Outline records

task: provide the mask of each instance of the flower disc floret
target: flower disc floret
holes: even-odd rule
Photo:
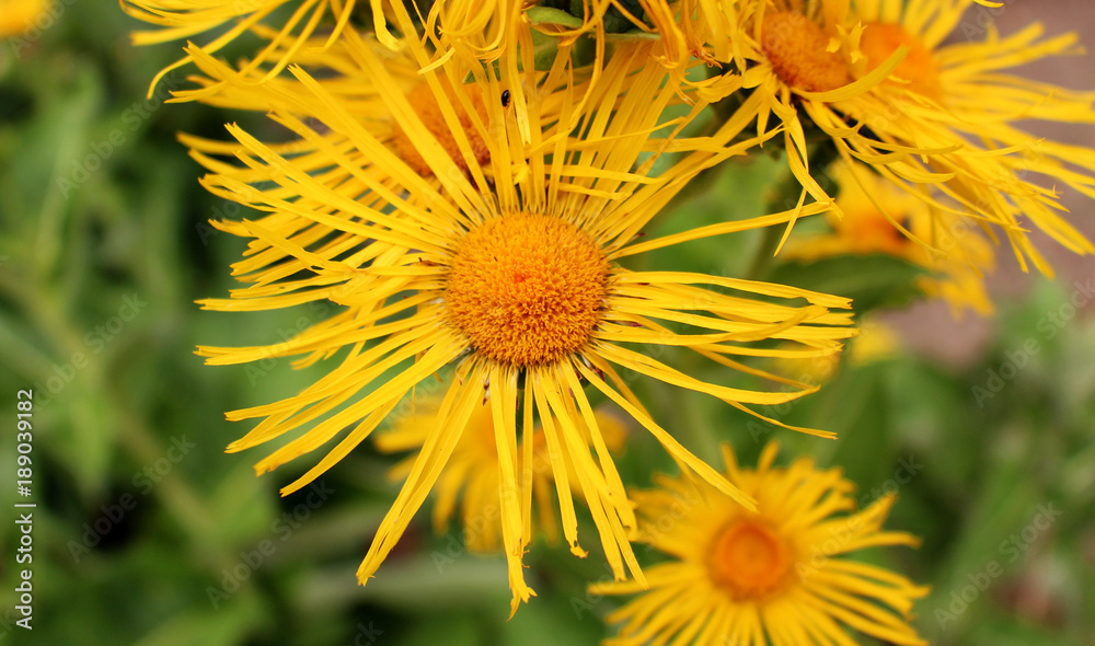
[[[460,242],[445,303],[475,351],[508,366],[541,366],[588,343],[608,275],[600,249],[575,224],[506,216]]]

-- Short task --
Rewrite the records above, substituting "central disc floret" for every occurrence of "flower disc floret" and leaving everything else unchanged. Omit the pictures from your answer.

-- Solution to this exercise --
task: provide the mask of each instance of the central disc floret
target: central disc floret
holes: even-odd rule
Photo:
[[[460,242],[445,303],[475,351],[508,366],[541,366],[588,343],[608,275],[600,249],[575,224],[506,216]]]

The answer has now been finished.